> **Task objective**
Of all the lines in the material, count those containing the string "cabinet" and write only the resulting number.

> **Source data**
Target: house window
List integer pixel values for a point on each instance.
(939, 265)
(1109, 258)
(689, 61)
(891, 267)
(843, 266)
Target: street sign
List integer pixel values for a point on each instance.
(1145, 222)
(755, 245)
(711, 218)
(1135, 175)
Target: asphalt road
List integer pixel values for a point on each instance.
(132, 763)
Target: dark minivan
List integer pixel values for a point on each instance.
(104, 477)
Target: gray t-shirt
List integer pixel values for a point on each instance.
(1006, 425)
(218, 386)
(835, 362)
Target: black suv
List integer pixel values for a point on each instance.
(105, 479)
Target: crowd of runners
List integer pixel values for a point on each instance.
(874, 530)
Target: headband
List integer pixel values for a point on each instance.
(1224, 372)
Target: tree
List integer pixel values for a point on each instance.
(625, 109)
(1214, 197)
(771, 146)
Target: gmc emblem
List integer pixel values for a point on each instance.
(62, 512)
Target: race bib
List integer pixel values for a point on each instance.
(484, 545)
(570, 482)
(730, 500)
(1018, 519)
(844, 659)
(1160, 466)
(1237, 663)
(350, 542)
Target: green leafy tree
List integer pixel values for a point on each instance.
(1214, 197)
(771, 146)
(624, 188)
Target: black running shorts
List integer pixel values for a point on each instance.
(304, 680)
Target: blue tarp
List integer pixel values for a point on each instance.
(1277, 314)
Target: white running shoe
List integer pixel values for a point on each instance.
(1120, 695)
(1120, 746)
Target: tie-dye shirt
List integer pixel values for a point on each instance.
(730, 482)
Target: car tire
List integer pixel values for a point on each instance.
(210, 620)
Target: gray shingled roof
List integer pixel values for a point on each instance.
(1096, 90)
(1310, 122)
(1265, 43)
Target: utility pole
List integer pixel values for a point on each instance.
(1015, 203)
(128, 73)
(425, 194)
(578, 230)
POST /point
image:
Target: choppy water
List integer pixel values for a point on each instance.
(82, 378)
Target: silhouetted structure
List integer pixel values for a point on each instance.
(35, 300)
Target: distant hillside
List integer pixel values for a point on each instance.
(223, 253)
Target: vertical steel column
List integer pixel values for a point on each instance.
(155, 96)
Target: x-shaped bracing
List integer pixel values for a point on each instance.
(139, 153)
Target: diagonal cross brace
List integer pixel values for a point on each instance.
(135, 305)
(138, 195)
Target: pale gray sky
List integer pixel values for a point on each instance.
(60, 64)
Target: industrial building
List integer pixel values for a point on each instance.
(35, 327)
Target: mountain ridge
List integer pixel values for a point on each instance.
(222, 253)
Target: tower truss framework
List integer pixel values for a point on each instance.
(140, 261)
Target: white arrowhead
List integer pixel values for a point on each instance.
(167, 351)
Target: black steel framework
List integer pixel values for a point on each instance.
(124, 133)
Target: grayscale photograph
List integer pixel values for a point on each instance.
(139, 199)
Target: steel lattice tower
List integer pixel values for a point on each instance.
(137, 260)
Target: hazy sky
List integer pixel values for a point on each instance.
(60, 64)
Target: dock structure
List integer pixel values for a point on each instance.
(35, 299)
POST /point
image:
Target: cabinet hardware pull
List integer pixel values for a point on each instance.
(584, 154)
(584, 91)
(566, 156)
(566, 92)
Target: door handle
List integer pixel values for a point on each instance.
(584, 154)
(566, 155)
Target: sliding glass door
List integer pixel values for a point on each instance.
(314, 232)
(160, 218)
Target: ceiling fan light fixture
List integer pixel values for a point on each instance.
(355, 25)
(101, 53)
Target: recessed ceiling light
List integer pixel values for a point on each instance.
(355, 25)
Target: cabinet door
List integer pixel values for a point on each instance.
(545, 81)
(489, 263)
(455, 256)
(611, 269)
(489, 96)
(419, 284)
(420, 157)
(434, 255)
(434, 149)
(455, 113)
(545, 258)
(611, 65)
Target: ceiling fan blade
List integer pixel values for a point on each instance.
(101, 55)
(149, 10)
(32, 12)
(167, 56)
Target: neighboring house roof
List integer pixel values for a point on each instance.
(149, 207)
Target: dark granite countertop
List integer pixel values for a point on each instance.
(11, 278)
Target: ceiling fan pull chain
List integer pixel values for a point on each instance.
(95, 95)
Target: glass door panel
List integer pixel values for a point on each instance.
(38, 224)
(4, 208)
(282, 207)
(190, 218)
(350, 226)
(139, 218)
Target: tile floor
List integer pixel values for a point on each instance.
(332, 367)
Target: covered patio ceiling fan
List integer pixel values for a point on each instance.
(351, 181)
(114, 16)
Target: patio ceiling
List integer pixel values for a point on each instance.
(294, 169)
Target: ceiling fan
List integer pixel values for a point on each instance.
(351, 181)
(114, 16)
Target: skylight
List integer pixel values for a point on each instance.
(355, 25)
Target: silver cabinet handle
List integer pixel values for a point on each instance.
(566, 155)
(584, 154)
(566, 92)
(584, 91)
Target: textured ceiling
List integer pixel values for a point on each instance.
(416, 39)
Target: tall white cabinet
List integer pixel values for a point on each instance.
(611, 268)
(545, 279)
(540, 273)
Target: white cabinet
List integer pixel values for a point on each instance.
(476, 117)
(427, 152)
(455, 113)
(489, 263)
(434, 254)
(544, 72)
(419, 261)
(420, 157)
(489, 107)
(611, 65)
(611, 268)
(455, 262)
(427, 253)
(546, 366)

> **Finished exercise**
5